= Dua Tawassul =

Dua Tawassul is the name for various supplications in Islam. This prominent supplication has been written in the book of Bihar al-Anwar. Muslims within the Middle East recite this supplication in religious places, most commonly on Tuesday nights.

== Meaning of Du'a ==
Du'a (or supplication) literally means invocation; according to it, the servants of Allah request or call out Allah for their material and spiritual demands or wishes.

== Meaning of Tawassul ==
Tawassul is regarded among the teachings of most of Muslims, which means to make to take hold of somebody or something that is in a high rank before Allah, and its purpose is getting near to Him and also granting the requests.

== Source of Dua ==
Dua Tawassul which is mentioned in Mafatih al-Janan originates from the book of Bihar al-Anwar. Mohammad-Baqer Majlesi mentions that: "I found this dua in an old manuscript which was written by one of our companions, and it is quoted that: Muhammad ibn Babawayh has narrated this dua from Imams, and for whatever request I recited it, it was granted right away."

* _Set tasks_
1/ Retype the Dua Tawassul article from "Dua Tawassul is" to "granting the requests.".
2/ Extend the Dua Tawassul article past its last sentence.
The listing has no connection to the Dua Tawassul article.

* _Given records_
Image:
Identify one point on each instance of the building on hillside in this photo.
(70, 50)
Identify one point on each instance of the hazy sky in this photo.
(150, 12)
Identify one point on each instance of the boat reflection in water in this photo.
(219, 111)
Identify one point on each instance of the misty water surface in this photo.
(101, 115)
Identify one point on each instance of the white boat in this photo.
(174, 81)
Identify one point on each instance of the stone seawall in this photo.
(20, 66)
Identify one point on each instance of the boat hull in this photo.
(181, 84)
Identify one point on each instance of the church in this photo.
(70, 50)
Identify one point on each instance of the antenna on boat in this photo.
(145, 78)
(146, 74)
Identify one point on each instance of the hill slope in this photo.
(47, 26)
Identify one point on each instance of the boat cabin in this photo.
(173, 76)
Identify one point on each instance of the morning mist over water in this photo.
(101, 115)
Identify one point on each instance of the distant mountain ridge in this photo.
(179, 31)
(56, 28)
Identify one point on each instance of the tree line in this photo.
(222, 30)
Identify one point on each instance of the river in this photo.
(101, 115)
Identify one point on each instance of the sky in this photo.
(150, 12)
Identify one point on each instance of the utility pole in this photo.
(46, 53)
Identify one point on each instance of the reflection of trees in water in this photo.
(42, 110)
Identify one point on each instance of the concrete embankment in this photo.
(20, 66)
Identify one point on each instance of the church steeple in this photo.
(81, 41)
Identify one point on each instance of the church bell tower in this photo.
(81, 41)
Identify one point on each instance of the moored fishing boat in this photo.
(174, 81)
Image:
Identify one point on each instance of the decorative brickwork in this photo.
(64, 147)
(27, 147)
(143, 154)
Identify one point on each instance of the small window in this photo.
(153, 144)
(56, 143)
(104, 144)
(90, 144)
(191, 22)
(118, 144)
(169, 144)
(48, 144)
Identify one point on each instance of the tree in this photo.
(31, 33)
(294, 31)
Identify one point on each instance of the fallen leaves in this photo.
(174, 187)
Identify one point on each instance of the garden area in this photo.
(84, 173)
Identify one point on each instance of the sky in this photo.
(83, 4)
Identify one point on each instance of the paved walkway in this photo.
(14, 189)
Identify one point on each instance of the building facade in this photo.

* _Expected outputs_
1/
Dua Tawassul is the name for various supplications in Islam. This prominent supplication has been written in the book of Bihar al-Anwar. Muslims within the Middle East recite this supplication in religious places, most commonly on Tuesday nights.

== Meaning of Du'a ==
Du'a (or supplication) literally means invocation; according to it, the servants of Allah request or call out Allah for their material and spiritual demands or wishes.

== Meaning of Tawassul ==
Tawassul is regarded among the teachings of most of Muslims, which means to make to take hold of somebody or something that is in a high rank before Allah, and its purpose is getting near to Him and also granting the requests.

2/
It is also narrated by Famous Shia Cleric Nasir al-Din al-Tusi, who learned this Dua in dream when he saw Imam Mahdi (A.S).

== Text ==
A part of dua is as follows:

(In the name of Allah, the Beneficent, the Merciful), O Allah, I beseech Thee, and We turn towards Allah with your help, through Thy Prophet, the Prophet of Mercy, Muhammad, may Allah Bless him and his Progeny, and grant them peace. O Abul-Qasim, O Messenger of Allah O guide of mercy, O intercessor of the community, O our chief, O our master, We We turn towards Allah with your help, seek thy intercession and advocacy before Allah, We call upon you before [mentioning] our requests [to Allah]; O intimate of Allah, Stand by us when Allah sits in judgment over us..."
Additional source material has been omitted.